YOUR OBJECTIVE: All records below should be repeated exactly, with the pictures left out.

Dataset entries
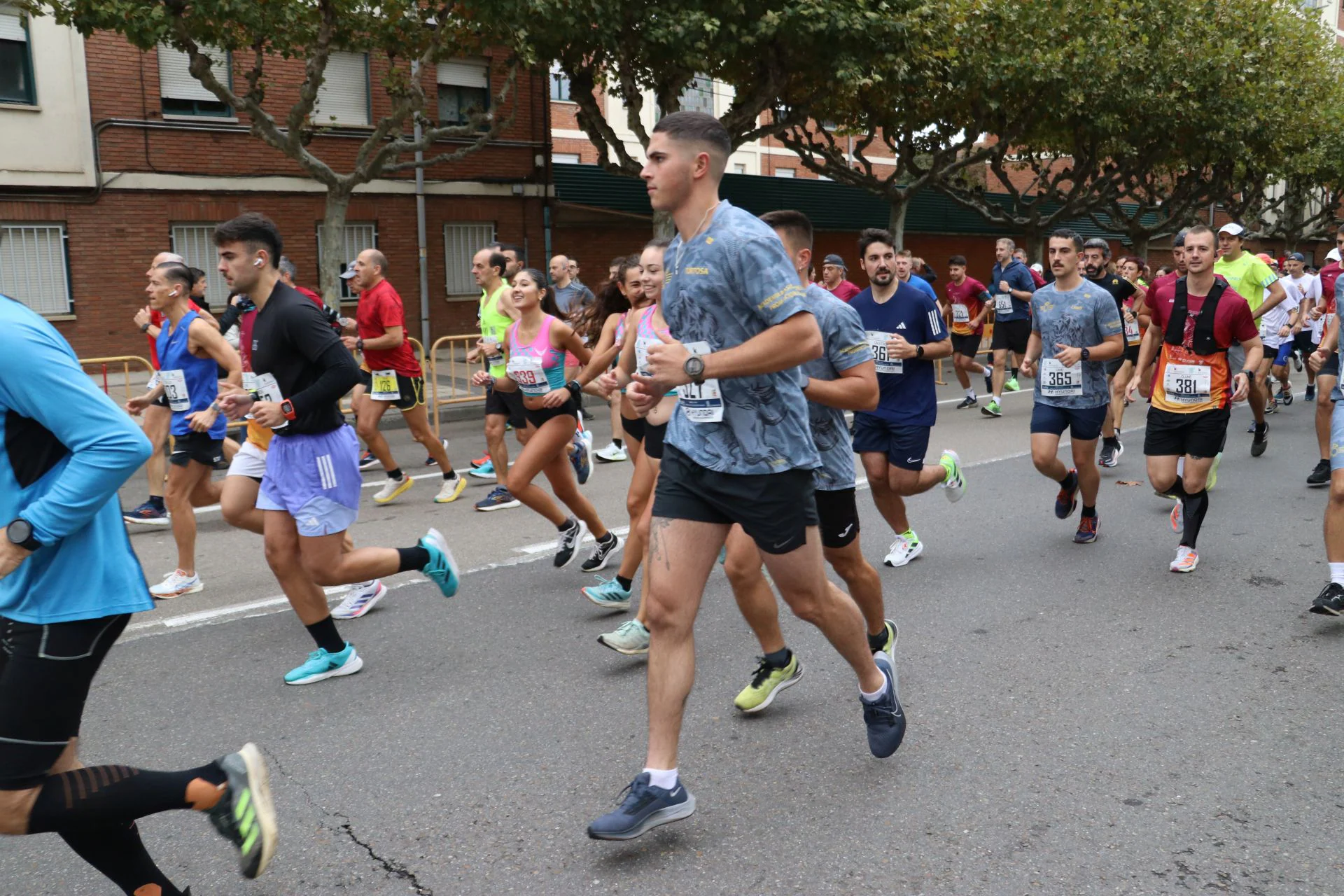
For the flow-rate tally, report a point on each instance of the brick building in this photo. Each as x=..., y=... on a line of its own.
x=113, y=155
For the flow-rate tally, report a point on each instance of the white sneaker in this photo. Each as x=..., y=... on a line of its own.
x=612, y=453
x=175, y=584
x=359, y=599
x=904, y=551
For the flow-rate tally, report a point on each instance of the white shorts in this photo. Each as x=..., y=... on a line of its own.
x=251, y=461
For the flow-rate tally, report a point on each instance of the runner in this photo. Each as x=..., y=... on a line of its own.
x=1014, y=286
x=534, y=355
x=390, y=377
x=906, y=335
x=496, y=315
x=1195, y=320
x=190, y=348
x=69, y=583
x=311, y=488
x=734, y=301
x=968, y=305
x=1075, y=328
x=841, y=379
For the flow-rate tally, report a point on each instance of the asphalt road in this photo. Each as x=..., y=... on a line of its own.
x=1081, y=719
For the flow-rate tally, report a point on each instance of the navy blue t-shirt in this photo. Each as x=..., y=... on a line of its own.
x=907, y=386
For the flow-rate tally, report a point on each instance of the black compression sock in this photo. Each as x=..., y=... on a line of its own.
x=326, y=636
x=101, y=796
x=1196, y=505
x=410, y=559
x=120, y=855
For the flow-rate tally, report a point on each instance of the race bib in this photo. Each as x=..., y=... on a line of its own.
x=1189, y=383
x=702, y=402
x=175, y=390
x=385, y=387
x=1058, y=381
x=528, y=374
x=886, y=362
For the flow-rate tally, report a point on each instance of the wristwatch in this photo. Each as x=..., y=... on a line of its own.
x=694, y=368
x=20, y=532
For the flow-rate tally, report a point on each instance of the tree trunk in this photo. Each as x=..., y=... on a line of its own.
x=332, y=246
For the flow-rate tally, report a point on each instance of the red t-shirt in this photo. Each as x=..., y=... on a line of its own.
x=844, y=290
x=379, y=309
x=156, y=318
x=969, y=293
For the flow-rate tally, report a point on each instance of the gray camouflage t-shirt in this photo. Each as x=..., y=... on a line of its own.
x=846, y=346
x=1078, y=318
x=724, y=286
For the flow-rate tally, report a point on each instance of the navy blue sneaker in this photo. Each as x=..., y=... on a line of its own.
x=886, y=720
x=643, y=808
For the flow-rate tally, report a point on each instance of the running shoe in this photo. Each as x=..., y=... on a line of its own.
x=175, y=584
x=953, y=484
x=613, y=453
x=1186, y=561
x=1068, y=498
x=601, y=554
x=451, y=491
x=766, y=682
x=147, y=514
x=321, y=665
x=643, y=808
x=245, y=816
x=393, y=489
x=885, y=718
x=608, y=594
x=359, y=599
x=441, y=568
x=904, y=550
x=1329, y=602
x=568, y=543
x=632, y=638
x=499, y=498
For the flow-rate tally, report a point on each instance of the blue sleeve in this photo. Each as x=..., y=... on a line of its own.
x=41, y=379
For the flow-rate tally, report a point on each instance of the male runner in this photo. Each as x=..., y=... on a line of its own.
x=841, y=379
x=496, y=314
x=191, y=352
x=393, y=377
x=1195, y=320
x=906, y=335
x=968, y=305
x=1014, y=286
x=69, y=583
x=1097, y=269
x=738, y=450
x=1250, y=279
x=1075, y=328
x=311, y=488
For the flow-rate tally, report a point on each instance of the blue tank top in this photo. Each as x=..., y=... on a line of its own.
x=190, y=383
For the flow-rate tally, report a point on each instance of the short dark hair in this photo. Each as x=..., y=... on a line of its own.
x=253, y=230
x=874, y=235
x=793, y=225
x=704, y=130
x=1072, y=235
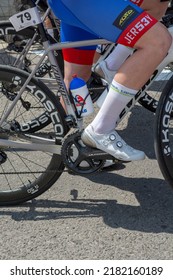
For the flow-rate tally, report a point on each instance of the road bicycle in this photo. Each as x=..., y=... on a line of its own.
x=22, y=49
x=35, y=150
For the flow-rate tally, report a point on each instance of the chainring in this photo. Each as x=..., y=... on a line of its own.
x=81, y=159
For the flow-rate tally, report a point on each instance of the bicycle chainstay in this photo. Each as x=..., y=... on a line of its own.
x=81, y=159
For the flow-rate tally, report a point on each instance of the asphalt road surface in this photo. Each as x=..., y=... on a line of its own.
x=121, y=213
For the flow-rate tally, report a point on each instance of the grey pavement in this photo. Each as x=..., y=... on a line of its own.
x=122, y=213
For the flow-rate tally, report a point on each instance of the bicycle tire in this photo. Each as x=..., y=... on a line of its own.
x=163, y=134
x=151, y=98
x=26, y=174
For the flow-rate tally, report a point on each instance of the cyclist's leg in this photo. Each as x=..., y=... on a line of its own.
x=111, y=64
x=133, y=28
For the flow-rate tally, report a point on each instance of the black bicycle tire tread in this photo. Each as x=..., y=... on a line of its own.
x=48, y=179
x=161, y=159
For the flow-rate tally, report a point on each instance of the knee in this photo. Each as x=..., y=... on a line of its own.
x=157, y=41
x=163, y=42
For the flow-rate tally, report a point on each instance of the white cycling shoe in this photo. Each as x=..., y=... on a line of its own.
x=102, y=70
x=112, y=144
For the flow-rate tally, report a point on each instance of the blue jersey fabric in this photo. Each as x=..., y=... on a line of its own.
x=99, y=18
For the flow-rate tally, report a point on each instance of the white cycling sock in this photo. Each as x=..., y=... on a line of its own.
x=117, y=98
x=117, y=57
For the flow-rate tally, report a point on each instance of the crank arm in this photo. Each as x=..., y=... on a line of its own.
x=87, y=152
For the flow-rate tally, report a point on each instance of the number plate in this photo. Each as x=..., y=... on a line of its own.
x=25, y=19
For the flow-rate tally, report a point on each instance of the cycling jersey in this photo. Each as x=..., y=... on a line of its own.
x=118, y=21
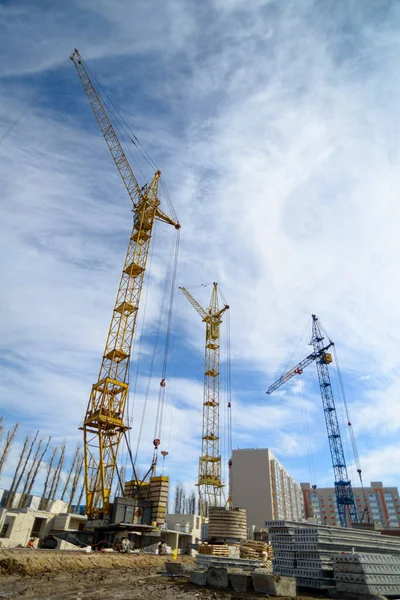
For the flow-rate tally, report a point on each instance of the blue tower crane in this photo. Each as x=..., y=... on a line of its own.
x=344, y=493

ANSWER AREA:
For the flow-rate tally, report a point on each instance of the brick building in this photo. Each as x=..., y=... on a line of its own.
x=113, y=155
For the flow-rate tally, report a point on each instance of the white sneaker in this photo. Each as x=..., y=... on a line of its own.
x=612, y=453
x=175, y=584
x=359, y=599
x=904, y=551
For the flow-rate tally, report a point on each instance of the white shorts in this photo. Each as x=..., y=... on a line of its own.
x=251, y=461
For the flow-rate tally, report a point on each instance of the runner in this photo. Each as x=..., y=... on a line of its own.
x=1014, y=286
x=534, y=355
x=390, y=377
x=906, y=335
x=496, y=315
x=1195, y=320
x=190, y=348
x=69, y=583
x=311, y=488
x=734, y=301
x=968, y=305
x=1075, y=328
x=841, y=379
For the flow-rate tally, report a point on each instance of the asphalt road in this photo. Each as x=..., y=... on a line of its own.
x=1081, y=719
For the flow-rate tally, report a point on each instance of the navy blue t-shirt in this photo. Each as x=..., y=... on a line of its own.
x=907, y=386
For the flow-rate tally, report a point on each instance of the black compression sock in this photo. Each as x=..., y=... on a line of its own.
x=326, y=636
x=101, y=796
x=1196, y=505
x=410, y=559
x=120, y=855
For the flow-rate tally, report a point on each instance of the race bib in this photo. Each as x=..., y=... on a line of its own.
x=1189, y=383
x=702, y=402
x=175, y=390
x=385, y=387
x=1058, y=381
x=528, y=374
x=886, y=362
For the flow-rate tally, report a point on each instance of the wristwatch in this photo. Each as x=..., y=... on a line of its own.
x=694, y=368
x=20, y=532
For the flow-rate tally, report a point on each instance of the tree trunk in this photo. Each as x=..., y=... on a line of its own.
x=332, y=246
For the flow-rate tally, report a point on each instance of the red t-shirt in this photo. Each as x=..., y=... on a line of its own.
x=844, y=290
x=379, y=309
x=156, y=318
x=969, y=293
For the flow-rate tally, report a point on each instance of the gray camouflage t-shirt in this photo. Each as x=..., y=... on a line of its own.
x=846, y=346
x=1078, y=318
x=724, y=286
For the flow-rate tally, report a point on each instance of the navy blue sneaker in this photo. Each as x=..., y=... on a line of its own.
x=886, y=720
x=643, y=808
For the flow-rate tally, report a point on each instance of the running shoe in this photo. Each as x=..., y=... on a line of its own.
x=175, y=584
x=953, y=484
x=613, y=453
x=1186, y=561
x=1068, y=498
x=601, y=554
x=451, y=491
x=766, y=682
x=147, y=514
x=321, y=665
x=643, y=808
x=245, y=816
x=393, y=489
x=885, y=718
x=608, y=594
x=359, y=599
x=441, y=568
x=904, y=550
x=1329, y=602
x=568, y=543
x=632, y=638
x=499, y=498
For the flow-rate tally, report a point on each instance of the blue sleeve in this photo. Each as x=..., y=... on a line of its own.
x=41, y=379
For the flow-rate tally, report a point on each instance of the male runner in this photo. Each as x=..., y=... on a line of its own.
x=841, y=379
x=496, y=314
x=191, y=352
x=393, y=377
x=1195, y=320
x=906, y=335
x=968, y=305
x=1014, y=286
x=69, y=583
x=1097, y=269
x=738, y=450
x=1250, y=279
x=1075, y=328
x=311, y=488
For the flow-rate tally, report a point on each instance of the blue tank top in this photo. Each as x=..., y=... on a line of its own.
x=190, y=383
For the flow-rate tally, report a point on each instance of the short dark hair in this photo. Each as x=..., y=... on a line of its own.
x=253, y=230
x=874, y=235
x=793, y=225
x=704, y=130
x=1072, y=235
For the flow-rate tally, report a point on each instance of the road bicycle in this photo. Each as x=..., y=... on a line of its own.
x=22, y=49
x=35, y=150
For the flow-rate tally, report a point on each instance of the chainring in this photo. Each as x=..., y=... on a line of its own.
x=81, y=159
For the flow-rate tally, report a point on each instance of the bicycle chainstay in this photo. Each as x=..., y=... on a line of its own.
x=81, y=159
For the flow-rate tally, report a point on each instance of the asphalt road surface in this photo. Each as x=..., y=... on a line of its own.
x=121, y=213
For the flow-rate tally, report a point on each instance of the grey pavement in this photo. Each as x=..., y=... on a line of its own.
x=122, y=213
For the flow-rate tally, report a point on each instance of the bicycle tire in this photo. Each as x=..., y=... on a line of its own.
x=163, y=134
x=151, y=98
x=26, y=174
For the flow-rate tally, report a point on each instance of the cyclist's leg in this photo. Each as x=..., y=... on a line of its own.
x=111, y=64
x=133, y=28
For the flow-rate tally, report a point on each instance of the black bicycle tire tread in this photo. Each as x=..., y=... on a line of its own.
x=48, y=179
x=161, y=159
For the flow-rate tally, report a point on each instance of the knee in this photo. Each as x=..., y=... on a line of its own.
x=157, y=41
x=163, y=42
For the flow-rate tally, report a point on each instance of the white cycling shoe in this photo. Each as x=..., y=... on a line of its own.
x=102, y=70
x=112, y=144
For the flow-rate tally, report a point on each instance of the blue jersey fabric in this photo. Each as x=..., y=... on a line of its own.
x=99, y=18
For the flow-rate tally, report a point on each instance of the white cycling sock in this photo. Each as x=..., y=... on a line of its own.
x=117, y=98
x=117, y=57
For the flow-rate tally, report a point on each instance of the crank arm in this photo. Each as x=..., y=... on a line of its own.
x=87, y=152
For the flow-rate tally, report a point on each instance of the number plate in this photo. Each as x=..., y=... on a line of its own.
x=25, y=19
For the flow-rate tally, report a point on each instance of the cycling jersey in this photo. Each as x=..., y=... on a line of its own.
x=118, y=21
For the flow-rate tally, report a point on each instance of the blue tower crane in this photo. Each as x=..., y=... on a line of its own.
x=344, y=493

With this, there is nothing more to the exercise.